[[ EXTRACT PROVIDED, beginning ]]

Saturday, September 13, 2014

20+ Things A Cancer Kid Knows By Heart-spin off Huffington Post


20 + Things a Cancer Kid Knows By Heart
by CeCe Benningfield
If my kids could write about my cancer, this is most likely what they would say or things I have heard them say. This is in response to the Huffington Post’s 20 Things A Mom Knows about Cancer. I figured I would flip it. 
  •     It is the most earth shattering thing to be told that your Mom has cancer.
  • Moms of any age can get cancer.  Even young ones.
  • Moms can have a total meltdown in the kitchen and still make birthday cupcakes for your soccer team while having cancer.
  • She will puke in a toilet, swallow a mountain of anti-nausea meds and still go to baseball practice with cancer.
  • Moms can schedule your dentist appointment, write a novel and make a two page to-do list, all while toting an IV pole with chemo.
  • Treatment straight up sucks. Even Moms feel like this.
  • You can tell her side effects are bad when she can’t climb the stairs to do five kids worth of laundry.
  •     We learn to do our own laundry.

[[ EXTRACT PROVIDED, end ]]
[[ DATA SECTION, beginning ]]

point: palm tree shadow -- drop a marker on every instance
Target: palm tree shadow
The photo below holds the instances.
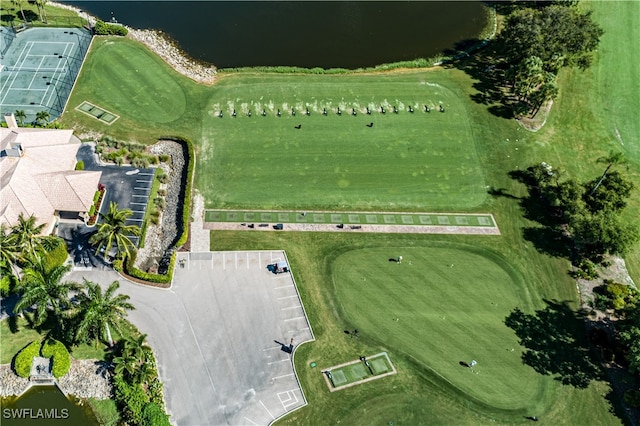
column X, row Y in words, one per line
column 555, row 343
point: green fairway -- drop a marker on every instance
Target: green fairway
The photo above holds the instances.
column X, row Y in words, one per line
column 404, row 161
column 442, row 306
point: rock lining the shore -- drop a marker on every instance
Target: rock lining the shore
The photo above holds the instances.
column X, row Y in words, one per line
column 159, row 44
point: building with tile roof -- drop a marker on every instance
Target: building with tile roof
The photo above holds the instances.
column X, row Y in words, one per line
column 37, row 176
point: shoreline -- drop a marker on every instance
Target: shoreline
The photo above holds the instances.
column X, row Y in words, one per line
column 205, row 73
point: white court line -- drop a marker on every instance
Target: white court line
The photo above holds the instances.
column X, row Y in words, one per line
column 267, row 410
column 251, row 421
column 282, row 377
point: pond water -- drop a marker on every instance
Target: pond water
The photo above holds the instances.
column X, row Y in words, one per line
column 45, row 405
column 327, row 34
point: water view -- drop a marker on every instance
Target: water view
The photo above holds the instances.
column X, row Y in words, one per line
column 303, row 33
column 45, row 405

[[ DATA SECTION, end ]]
[[ DATA SECTION, beginning ]]

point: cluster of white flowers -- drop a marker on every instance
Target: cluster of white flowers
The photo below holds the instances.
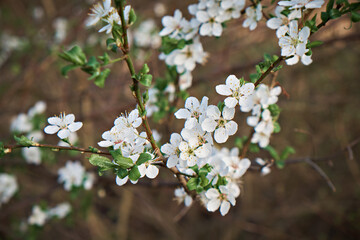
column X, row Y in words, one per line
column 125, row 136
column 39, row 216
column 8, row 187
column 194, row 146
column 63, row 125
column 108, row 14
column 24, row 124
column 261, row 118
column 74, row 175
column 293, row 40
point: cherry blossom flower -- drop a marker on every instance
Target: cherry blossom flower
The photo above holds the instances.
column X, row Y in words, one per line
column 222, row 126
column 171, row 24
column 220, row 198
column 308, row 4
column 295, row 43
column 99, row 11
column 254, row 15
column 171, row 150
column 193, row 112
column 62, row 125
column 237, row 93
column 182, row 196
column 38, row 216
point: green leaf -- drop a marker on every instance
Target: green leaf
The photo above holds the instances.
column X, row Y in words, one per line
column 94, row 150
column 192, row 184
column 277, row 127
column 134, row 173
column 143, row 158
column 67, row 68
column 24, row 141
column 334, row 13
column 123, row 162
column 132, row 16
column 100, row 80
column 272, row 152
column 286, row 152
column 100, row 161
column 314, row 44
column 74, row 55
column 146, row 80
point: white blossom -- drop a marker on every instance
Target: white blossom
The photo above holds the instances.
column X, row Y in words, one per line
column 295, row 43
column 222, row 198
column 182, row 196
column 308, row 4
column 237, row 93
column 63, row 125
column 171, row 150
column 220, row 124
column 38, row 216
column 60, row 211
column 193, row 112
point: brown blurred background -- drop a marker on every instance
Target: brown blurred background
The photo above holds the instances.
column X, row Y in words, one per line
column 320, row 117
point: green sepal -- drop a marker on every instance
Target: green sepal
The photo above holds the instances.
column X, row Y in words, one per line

[[ DATA SECTION, end ]]
[[ DATA SECTION, beginning ]]

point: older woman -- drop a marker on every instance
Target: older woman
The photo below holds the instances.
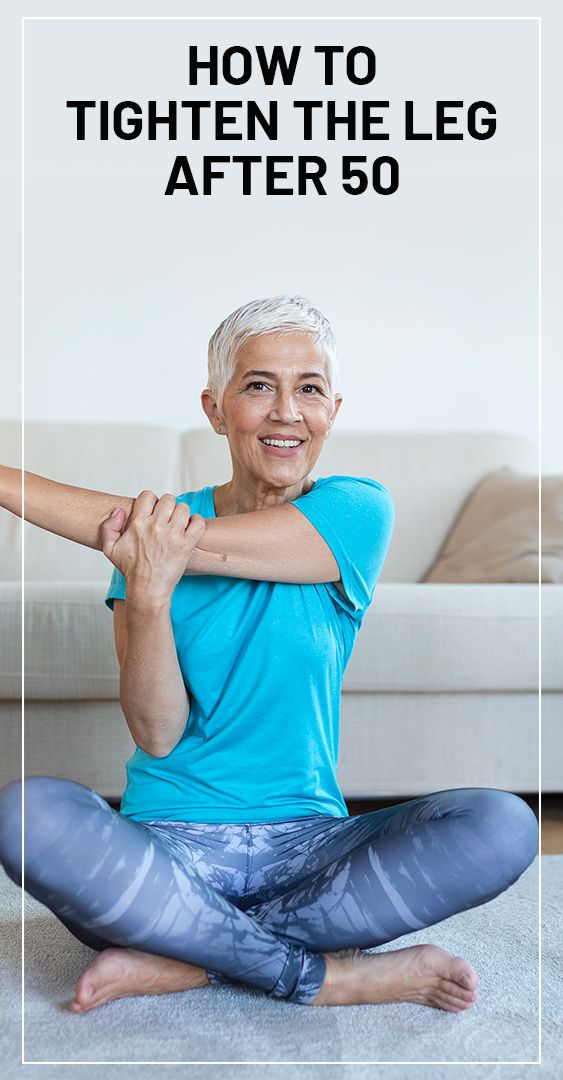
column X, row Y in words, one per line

[[ DATA SECTION, end ]]

:: WHAT TO DO ::
• A. In the Cancer Kid post, which Huffington Post piece is it written in response to?
• B. According to the Cancer Kid post, what things can moms do while toting an IV pole with chemo? Name all of them.
• C. Transcribe the Cancer Kid post from "20+ Things A" up to and including "practice with cancer.".

:: TASK-BY-TASK SOLUTIONS ::
• A. 20 Things A Mom Knows about Cancer

• B. Schedule your dentist appointment, write a novel, and make a two page to-do list.

• C.
20+ Things A Cancer Kid Knows By Heart-spin off Huffington Post


20 + Things a Cancer Kid Knows By Heart
by CeCe Benningfield
If my kids could write about my cancer, this is most likely what they would say or things I have heard them say. This is in response to the Huffington Post’s 20 Things A Mom Knows about Cancer. I figured I would flip it. 
  •     It is the most earth shattering thing to be told that your Mom has cancer.
  • Moms of any age can get cancer.  Even young ones.
  • Moms can have a total meltdown in the kitchen and still make birthday cupcakes for your soccer team while having cancer.
  • She will puke in a toilet, swallow a mountain of anti-nausea meds and still go to baseball practice with cancer.